Celebrant and Sacrifice

We commemorate each October the memory of two saints of the North American Church, St Tikhon and St Innocent. St Tikhon was archbishop of our American Church from 1898 to 1907 He was later elected Patriarch of Moscow just as the Bolshevik took power, and he guided the Russian Church through the first persecutions under the Communist regime. He was the focus of the atheists’ attacks on the Church, enduring physical and psychological mistreatment, imprisonment, threats and abuse from government thugs and renegade clerics – a multitude of afflictions, which ended only with his death under suspicious circumstances in 1925.

St Innocent served many years as a missionary priest in the Aleutian Islands before he was named the first Orthodox bishop on this continent in 1840. He endured many hardships in the mission field, going from island to island, serving the spiritual needs of a parish spread over hundreds of miles. He eventually rose to become Metropolitan of Moscow. The travails he endured during the earlier period permanently injured his health. Yet his work endured, and the presence of Orthodoxy in America is a monument to his diligence and devotion.

The lives of these two holy men illustrate contrasting facets of Christ’s work, of the priesthood, and of the vocation we all share as Orthodox Christians. The ministry in the world of our Lord Jesus Christ had two very different, almost contradictory, aspects. On the one side there was the wonder of His miracles, the glory of His teaching, and the admiration which His healing and teaching evoked among the people. On the other side, the prophets speak of Christ as a “man of sorrows” (Isaiah 53: 3), and the Gospels tell of opposition and rejection His ministry culminates in the humiliation and agony of His crucifixion. Christ came to teach and to heal, and to proclaim Himself as the future Kingdom of heaven already present. He crowned His ministry, however, not with glory and adulation, but with voluntary sacrifice. He was crucified so that He might rise from the dead and ascend to the Father; both the sacrifice and the glory were necessary parts of His plan to redeem and save us.

The office of bishop, which St Innocent and St Tikhon shared, reflects the same paradox. We offer our bishops honor and respect as the successors of the apostles; we acknowledge the special role they perform in the Church and the authority which necessarily accompanies their position. They are living icons of our Lord’s presence in the Church. As such they shepherd His Flock, preside over the Church’s worship, and preserve pure and undefiled her doctrine and morals. Their goal is to imitate the Good Shepherd, from whom they derive their office.

**Work request A**
Please mark each statement (i), (ii) and (iii) yes or no according to the piece on St Tikhon and St Innocent, quoting the words that decide it. (i) St Innocent was named the first Orthodox bishop on this continent in 1840. (ii) St Tikhon died in 1907. (iii) St Innocent's health fully recovered after his years in the mission field.
**Work request B**
In the piece on St Tikhon and St Innocent, rename "Good Shepherd" to "Chief Shepherd" and write out the passage from "The office of" to "derive their office." with that change.

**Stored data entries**
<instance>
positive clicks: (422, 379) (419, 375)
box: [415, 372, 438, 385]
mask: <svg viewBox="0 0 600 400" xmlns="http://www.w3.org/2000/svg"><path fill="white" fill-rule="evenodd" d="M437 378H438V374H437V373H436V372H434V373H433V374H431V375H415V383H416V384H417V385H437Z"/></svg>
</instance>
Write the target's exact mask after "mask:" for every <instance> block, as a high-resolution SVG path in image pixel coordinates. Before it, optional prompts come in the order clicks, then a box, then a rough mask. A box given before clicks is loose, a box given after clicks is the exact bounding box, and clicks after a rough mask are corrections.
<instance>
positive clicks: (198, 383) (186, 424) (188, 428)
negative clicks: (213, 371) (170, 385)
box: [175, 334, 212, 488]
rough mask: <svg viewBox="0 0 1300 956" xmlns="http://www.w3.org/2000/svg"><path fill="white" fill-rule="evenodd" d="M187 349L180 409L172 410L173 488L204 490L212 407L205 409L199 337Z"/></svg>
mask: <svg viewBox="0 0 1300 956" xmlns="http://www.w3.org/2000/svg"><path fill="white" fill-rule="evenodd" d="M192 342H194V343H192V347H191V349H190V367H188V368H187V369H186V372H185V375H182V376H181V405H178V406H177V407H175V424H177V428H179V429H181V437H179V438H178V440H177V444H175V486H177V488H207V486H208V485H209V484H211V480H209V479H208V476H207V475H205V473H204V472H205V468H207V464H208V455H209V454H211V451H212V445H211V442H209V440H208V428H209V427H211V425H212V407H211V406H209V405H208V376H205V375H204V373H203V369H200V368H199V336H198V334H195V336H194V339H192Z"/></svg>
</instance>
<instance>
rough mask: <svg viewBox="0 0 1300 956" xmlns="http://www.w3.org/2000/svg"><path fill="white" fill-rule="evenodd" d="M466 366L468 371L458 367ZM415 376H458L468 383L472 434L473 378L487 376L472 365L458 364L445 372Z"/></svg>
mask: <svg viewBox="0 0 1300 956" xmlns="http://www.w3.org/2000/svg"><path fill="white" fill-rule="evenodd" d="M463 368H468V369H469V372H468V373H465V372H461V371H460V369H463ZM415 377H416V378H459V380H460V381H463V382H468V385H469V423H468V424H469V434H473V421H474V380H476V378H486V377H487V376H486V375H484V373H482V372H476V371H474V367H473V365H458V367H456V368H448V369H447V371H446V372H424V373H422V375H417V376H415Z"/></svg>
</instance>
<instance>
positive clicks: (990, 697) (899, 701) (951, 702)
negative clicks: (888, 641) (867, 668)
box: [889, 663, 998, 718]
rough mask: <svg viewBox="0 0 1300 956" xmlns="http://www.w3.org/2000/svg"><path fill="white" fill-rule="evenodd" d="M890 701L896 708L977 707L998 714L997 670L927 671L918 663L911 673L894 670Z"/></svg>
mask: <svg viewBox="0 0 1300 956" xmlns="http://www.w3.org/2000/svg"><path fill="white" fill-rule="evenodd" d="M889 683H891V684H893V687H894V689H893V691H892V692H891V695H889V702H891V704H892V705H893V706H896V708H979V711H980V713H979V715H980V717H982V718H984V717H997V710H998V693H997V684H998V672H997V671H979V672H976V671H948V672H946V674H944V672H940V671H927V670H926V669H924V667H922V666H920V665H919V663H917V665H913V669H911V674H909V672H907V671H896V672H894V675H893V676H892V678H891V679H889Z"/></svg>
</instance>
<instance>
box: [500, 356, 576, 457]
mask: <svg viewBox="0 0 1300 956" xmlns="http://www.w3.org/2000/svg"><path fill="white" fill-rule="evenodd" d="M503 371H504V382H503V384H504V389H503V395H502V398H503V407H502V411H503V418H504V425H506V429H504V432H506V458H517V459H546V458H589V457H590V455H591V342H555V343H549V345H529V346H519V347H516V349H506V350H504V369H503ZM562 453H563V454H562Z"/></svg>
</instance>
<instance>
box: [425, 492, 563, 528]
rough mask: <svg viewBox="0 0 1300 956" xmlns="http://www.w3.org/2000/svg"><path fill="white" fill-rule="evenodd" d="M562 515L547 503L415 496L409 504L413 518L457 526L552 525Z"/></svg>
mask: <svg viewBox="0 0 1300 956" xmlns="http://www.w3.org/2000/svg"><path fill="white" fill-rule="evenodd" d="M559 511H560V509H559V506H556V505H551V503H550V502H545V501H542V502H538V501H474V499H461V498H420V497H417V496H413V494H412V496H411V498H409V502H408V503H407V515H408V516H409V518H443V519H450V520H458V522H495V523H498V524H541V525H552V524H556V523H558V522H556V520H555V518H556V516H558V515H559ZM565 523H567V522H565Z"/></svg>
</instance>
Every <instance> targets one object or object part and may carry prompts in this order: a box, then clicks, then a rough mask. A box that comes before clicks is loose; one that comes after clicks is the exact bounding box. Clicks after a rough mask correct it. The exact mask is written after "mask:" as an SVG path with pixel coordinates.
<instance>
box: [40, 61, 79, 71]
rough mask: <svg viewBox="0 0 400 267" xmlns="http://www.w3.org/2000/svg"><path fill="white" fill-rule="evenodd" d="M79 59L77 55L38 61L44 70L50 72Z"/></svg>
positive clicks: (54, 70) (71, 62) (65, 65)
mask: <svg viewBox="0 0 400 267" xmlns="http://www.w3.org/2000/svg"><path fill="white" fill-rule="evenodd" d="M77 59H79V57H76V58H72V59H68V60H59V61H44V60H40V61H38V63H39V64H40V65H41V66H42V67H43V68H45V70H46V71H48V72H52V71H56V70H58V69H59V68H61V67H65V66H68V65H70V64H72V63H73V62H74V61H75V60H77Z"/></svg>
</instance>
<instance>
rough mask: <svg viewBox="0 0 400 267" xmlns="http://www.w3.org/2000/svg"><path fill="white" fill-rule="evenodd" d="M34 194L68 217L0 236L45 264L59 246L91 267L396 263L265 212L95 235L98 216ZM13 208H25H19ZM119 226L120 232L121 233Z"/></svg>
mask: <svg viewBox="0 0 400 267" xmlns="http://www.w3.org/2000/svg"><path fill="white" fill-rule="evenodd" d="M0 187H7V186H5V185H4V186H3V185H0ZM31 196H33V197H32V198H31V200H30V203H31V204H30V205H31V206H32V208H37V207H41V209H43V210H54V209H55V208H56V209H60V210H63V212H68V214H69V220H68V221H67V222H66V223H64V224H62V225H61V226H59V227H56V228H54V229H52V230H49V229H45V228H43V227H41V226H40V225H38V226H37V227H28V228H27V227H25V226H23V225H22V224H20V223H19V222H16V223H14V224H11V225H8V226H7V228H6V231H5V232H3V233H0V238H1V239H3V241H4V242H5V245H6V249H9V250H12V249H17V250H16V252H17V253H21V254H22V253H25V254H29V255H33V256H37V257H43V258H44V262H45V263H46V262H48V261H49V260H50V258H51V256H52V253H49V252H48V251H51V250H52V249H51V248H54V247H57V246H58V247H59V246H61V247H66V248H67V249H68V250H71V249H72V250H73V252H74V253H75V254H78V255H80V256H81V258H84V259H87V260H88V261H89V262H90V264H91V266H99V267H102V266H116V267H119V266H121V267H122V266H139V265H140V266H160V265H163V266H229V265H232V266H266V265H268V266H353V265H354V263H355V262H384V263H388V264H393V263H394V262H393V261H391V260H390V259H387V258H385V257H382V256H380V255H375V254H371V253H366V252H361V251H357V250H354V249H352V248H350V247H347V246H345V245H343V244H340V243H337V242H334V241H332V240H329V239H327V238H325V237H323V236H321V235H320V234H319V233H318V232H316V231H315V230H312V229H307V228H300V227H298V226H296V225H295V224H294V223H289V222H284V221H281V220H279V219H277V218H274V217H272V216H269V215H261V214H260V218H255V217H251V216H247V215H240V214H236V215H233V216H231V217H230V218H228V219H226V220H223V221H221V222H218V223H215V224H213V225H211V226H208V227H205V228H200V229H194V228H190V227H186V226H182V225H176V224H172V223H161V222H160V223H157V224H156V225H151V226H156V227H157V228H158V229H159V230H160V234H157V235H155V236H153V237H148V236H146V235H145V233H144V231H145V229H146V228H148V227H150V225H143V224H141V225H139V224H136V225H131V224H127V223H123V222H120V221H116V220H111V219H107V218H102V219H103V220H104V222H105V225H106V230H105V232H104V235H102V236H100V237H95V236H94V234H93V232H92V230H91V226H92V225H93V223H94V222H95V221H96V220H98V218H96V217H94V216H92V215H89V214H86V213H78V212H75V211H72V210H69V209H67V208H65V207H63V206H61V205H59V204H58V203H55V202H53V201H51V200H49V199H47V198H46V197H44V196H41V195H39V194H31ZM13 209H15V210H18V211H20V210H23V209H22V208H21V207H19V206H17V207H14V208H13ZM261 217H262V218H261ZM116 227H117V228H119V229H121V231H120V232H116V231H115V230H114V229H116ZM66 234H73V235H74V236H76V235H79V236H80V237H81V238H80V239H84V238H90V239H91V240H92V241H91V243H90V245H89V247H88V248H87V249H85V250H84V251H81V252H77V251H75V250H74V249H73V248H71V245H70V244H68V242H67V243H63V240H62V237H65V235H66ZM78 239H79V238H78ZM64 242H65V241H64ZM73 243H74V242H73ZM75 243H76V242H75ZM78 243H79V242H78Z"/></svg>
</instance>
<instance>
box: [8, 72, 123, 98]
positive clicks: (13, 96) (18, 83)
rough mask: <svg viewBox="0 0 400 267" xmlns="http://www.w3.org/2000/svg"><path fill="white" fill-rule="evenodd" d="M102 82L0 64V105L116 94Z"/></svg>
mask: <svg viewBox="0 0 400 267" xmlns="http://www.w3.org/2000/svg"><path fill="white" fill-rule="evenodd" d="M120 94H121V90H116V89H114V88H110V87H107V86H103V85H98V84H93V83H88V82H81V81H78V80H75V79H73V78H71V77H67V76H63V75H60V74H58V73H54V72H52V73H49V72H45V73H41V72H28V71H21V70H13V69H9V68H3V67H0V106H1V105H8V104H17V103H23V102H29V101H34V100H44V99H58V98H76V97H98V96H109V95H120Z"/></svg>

**Problem solution A**
(i) Yes: "he was named the first Orthodox bishop on this continent in 1840"
(ii) No: "which ended only with his death under suspicious circumstances in 1925"
(iii) No: "The travails he endured during the earlier period permanently injured his health"

**Problem solution B**
The office of bishop, which St Innocent and St Tikhon shared, reflects the same paradox. We offer our bishops honor and respect as the successors of the apostles; we acknowledge the special role they perform in the Church and the authority which necessarily accompanies their position. They are living icons of our Lord’s presence in the Church. As such they shepherd His Flock, preside over the Church’s worship, and preserve pure and undefiled her doctrine and morals. Their goal is to imitate the Chief Shepherd, from whom they derive their office.